Reproduce all of the items below, swapping every occurrence of "feeder" for "trough" and leaving everything else unchanged.

_ _ _ _ _

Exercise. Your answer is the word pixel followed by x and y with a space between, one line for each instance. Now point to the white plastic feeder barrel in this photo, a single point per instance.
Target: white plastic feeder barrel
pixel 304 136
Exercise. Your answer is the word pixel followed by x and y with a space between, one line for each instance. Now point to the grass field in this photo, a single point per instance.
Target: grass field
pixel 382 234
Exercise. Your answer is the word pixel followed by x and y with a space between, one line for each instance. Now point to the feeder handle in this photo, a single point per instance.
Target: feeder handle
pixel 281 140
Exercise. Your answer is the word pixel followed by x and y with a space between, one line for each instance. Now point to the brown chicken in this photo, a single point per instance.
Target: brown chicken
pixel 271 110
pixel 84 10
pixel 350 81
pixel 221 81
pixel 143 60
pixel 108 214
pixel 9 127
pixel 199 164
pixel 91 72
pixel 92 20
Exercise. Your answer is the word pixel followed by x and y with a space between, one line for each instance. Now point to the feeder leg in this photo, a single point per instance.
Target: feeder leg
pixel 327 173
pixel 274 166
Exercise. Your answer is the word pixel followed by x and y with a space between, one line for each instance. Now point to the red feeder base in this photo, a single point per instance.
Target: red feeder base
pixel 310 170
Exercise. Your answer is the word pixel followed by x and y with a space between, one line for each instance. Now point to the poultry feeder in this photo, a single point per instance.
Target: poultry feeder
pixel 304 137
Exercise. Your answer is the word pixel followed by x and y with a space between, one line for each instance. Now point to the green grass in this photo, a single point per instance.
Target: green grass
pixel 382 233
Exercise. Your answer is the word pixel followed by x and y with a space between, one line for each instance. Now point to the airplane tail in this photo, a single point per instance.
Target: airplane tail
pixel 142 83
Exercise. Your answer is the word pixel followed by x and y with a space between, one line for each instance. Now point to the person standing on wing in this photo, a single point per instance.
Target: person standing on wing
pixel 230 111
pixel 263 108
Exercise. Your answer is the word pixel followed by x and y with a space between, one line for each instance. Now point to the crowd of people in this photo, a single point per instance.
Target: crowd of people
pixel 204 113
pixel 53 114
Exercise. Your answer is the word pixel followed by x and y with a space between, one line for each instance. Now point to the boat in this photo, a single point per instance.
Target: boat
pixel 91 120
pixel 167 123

_ _ _ _ _

> [Exercise solution]
Exercise. Your answer is the word pixel followed by x and y with a space between, one line for each instance. Now point to the white plastic trough barrel in this photo, a single point per instance.
Target: white plastic trough barrel
pixel 304 136
Exercise. Your answer is the word pixel followed by x and y with a space between, one line for each instance. Now point to the grass field in this photo, a single point per instance.
Target: grass field
pixel 382 234
Exercise. Your answer is the word pixel followed by x and y with a space between, one line for each instance. Now point to the trough handle in this photo, a single point per instance.
Target: trough handle
pixel 281 140
Exercise. Your answer is the word pixel followed by x and y with a space between, one line for each instance. Now point to the brown chicken in this photo, a single point per instance.
Target: brown chicken
pixel 271 110
pixel 84 10
pixel 350 81
pixel 221 81
pixel 143 60
pixel 108 214
pixel 9 127
pixel 199 164
pixel 91 72
pixel 92 20
Exercise. Your answer is the word pixel followed by x and y with a space between, one line for each instance. Now point to the trough leg in this photo, a single point per instance.
Target: trough leg
pixel 327 173
pixel 274 166
Exercise. Your answer is the word pixel followed by x and y with a space between, one line for each instance. Now point to the red trough base in this photo, a single point per instance.
Target: red trough base
pixel 310 170
Exercise. Your answer is the word pixel followed by x and y with a space between, one line for each instance. Now point to the poultry trough in this photo, a single point per instance.
Target: poultry trough
pixel 304 137
Exercise. Your answer is the word pixel followed by x and y with a space between, one line for each instance. Now point to the green grass in this photo, a single point per instance.
Target: green grass
pixel 382 233
Exercise. Your answer is the word pixel followed by x and y with a space between, one line for each instance. Now point to the airplane tail in this photo, a single point per instance.
Target: airplane tail
pixel 142 83
Exercise. Your answer is the word pixel followed by x and y with a space between, one line for each instance. Now point to the person standing on wing in this photo, a single point per instance.
Target: person standing on wing
pixel 230 111
pixel 263 108
Exercise. Your answer is the word pixel followed by x and y with a space between, one line for each instance. Now point to the crowd of people in this photo, a single point per instance.
Target: crowd of people
pixel 204 113
pixel 53 114
Exercise. Your answer is the word pixel followed by x and y with a space between, one line for each instance. Now point to the boat in this photo, a single point per instance.
Target: boat
pixel 91 120
pixel 167 123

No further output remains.